----- Data section -----

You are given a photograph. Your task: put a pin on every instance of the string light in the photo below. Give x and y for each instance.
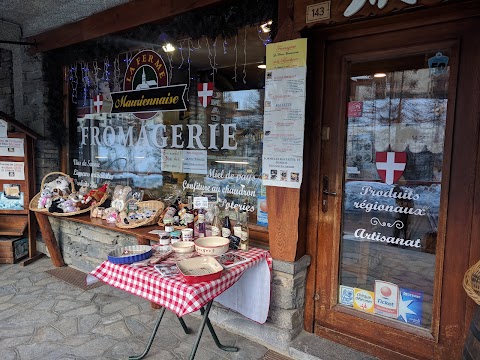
(181, 53)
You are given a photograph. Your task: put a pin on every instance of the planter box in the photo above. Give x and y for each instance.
(13, 249)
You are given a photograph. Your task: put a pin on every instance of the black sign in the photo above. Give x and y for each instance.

-----

Problem to work on:
Copy the records exactly, minus any pictures.

Written response:
You are given a photograph. Your task: put a pin on every instance of the string light in the photo below. Give x and y for each instance.
(181, 53)
You are given a photograph. Your task: put a pin on every instance of the planter box in the photo above. Give x and y for each instance.
(13, 249)
You are given a photograph. Your task: put a pin on every instance of the black sign in the photo above. Give x and y for each instance.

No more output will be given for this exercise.